*Texto fornecido:*
++++++++++++++++++++
Muitos médicos não apostam nas transfusões porque acham que, mesmo que a criança sobreviva, ainda assim haverá um grande risco de dano cerebral. Segundo relatório feito no ano passado sobre um registro internacional de sobreviventes, 20% (11 de 55) tiveram atrasos graves no desenvolvimento neurológico. Outro artigo registrou esse número em 29% (quatro de 14).
O consultor genético de Obar falou da possibilidade do aborto, mas também mencionou as transfusões. E o casal preferiu optar pela segunda opção.
Ele também descreveu o estudo feito por MacKenzie. A possibilidade de o transplante ajudar a filha lhes interessou muito, embora tivessem a consciência de que era um experimento e não havia garantias. Nesse estágio inicial da pesquisa, o principal objetivo do estudo era descobrir se o tratamento era seguro.
A meta da terapia fetal é agir o mais rápido possível para minimizar e até prevenir danos duradouros resultantes de problemas que começam no útero. O transplante de medula ainda tem a vantagem de que, feito antes do parto, tem raríssimas chances de rejeição, uma vez que o sistema imunológico do feto ainda não está completamente desenvolvido.
++++++++++++++++++++
*Registros extraídos:*
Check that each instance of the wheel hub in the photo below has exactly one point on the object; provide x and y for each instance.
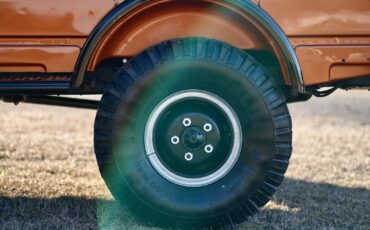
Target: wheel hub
(193, 138)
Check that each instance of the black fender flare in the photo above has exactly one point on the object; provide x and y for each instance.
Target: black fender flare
(251, 9)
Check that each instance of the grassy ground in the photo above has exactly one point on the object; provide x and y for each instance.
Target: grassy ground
(49, 178)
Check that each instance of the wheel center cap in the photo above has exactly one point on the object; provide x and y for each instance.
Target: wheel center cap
(193, 138)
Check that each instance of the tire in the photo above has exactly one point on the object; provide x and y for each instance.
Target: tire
(152, 99)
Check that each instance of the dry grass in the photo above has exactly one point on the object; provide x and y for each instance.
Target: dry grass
(49, 178)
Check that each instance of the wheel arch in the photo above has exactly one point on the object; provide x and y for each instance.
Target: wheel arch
(242, 24)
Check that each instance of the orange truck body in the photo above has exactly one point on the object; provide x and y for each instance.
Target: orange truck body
(330, 38)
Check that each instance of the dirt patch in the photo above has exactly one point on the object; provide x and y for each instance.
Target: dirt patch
(49, 177)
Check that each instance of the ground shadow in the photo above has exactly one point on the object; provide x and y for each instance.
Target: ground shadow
(298, 204)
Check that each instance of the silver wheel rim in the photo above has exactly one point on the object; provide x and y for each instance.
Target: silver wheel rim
(200, 181)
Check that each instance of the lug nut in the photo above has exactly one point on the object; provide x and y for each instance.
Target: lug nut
(175, 140)
(186, 122)
(207, 127)
(208, 148)
(189, 156)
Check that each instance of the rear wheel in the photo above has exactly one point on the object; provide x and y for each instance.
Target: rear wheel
(193, 133)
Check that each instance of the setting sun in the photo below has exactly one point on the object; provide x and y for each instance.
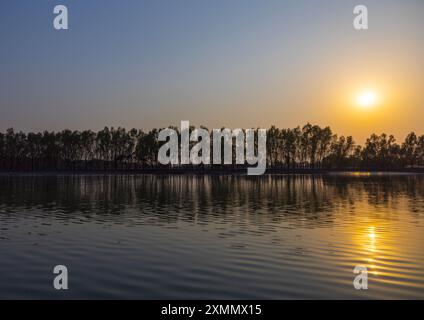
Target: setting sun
(367, 99)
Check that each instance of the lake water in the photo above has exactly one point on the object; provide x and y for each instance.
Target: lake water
(207, 237)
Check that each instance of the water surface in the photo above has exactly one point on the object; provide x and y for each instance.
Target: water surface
(207, 237)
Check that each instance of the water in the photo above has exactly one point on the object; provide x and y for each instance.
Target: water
(207, 237)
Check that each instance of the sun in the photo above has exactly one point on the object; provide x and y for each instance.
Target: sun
(367, 99)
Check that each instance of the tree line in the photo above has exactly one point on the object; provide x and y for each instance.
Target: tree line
(307, 147)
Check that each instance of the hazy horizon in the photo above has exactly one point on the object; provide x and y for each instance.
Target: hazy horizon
(220, 64)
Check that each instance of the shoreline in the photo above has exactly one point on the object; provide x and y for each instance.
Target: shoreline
(239, 171)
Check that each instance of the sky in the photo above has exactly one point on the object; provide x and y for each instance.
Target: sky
(233, 63)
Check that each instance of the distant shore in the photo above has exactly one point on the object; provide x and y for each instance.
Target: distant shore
(219, 171)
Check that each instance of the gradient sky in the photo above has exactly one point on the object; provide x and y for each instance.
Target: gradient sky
(235, 63)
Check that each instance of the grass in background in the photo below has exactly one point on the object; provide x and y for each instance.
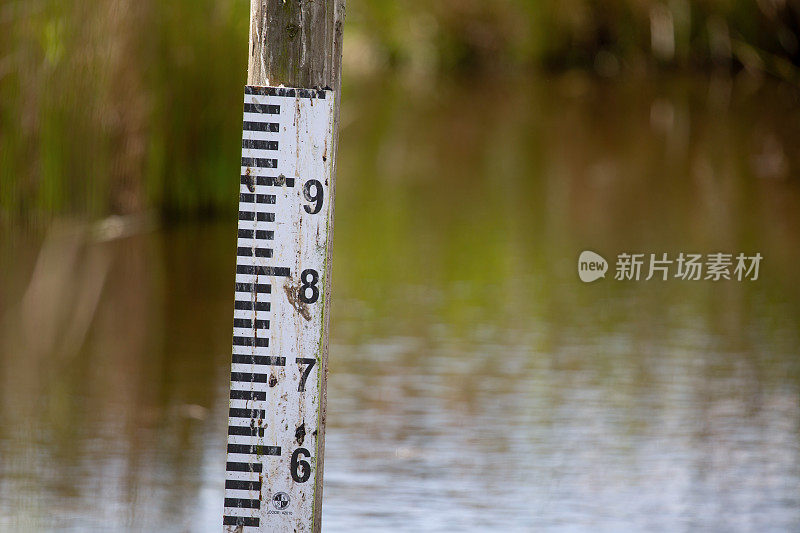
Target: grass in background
(120, 106)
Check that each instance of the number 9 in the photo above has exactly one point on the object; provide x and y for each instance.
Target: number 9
(316, 198)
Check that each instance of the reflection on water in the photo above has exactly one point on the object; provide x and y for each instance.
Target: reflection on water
(476, 384)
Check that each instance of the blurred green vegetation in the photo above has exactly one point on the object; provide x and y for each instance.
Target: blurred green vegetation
(120, 106)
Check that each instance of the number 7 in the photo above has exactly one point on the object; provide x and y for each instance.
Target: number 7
(305, 361)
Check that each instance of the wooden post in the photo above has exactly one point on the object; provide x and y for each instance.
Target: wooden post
(294, 44)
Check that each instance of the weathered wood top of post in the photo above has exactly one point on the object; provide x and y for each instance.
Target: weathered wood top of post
(296, 43)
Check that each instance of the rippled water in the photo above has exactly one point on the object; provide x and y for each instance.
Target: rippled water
(476, 384)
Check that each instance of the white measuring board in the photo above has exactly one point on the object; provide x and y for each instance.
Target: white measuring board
(284, 217)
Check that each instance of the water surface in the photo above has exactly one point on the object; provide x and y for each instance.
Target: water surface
(476, 384)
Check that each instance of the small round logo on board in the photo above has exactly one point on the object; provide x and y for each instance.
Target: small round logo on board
(280, 501)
++++++++++++++++++++
*Enunciado 1:*
De acordo com o texto sobre terapia fetal, por que o transplante de medula feito antes do parto tem raríssimas chances de rejeição?
*Enunciado 2:*
Transcreva, do texto sobre terapia fetal, o trecho que começa em "O consultor genético" e termina em "está completamente desenvolvido.".
*Enunciado 3:*
Dê prosseguimento ao texto sobre terapia fetal, escrevendo a partir da última frase apresentada.
Os registros constituem material à parte, independente do texto.

*Resposta esperada 1:*
Porque o sistema imunológico do feto ainda não está completamente desenvolvido.

*Resposta esperada 2:*
O consultor genético de Obar falou da possibilidade do aborto, mas também mencionou as transfusões. E o casal preferiu optar pela segunda opção.
Ele também descreveu o estudo feito por MacKenzie. A possibilidade de o transplante ajudar a filha lhes interessou muito, embora tivessem a consciência de que era um experimento e não havia garantias. Nesse estágio inicial da pesquisa, o principal objetivo do estudo era descobrir se o tratamento era seguro.
A meta da terapia fetal é agir o mais rápido possível para minimizar e até prevenir danos duradouros resultantes de problemas que começam no útero. O transplante de medula ainda tem a vantagem de que, feito antes do parto, tem raríssimas chances de rejeição, uma vez que o sistema imunológico do feto ainda não está completamente desenvolvido.

*Resposta esperada 3:*
Pode parecer incoerente implantar células-tronco em um feto doente cuja mãe lhe transmitiu uma deformação genética, mas pode muito bem dar certo. E se ela for portadora, mas saudável, suas células-tronco também têm cópias dos genes bons de que o bebe necessita.
Cada pessoa tem duas cópias de praticamente todo gene, uma do pai e outra da mãe; a talassemia alfa afeta os dois e as duas cópias defeituosas de ambos.
Assim, um feto doente tem quatro cópias ruins, mas seus pais têm apenas duas, com cada um mantendo uma versão boa. E é por isso que as células-tronco da mãe podem produzir células vermelhas saudáveis para o bebê.
Na primeira consulta de Obar no UCSF, em outubro, na 21ª semana de gestação, Elianna estava tão doente que a equipe temia que não resistisse – tanto que lhe fizeram uma transfusão quase que imediatamente, como conta MacKenzie. Rapidamente ela começou a reagir.
A seguir, os médicos retiraram a medula dos ossos da bacia de Obar e, na segunda transfusão, mais ou menos uma semana após a primeira, incluíram cerca de 50 milhões de células-tronco suas, volume imenso quando comparado ao dos transplantes normais.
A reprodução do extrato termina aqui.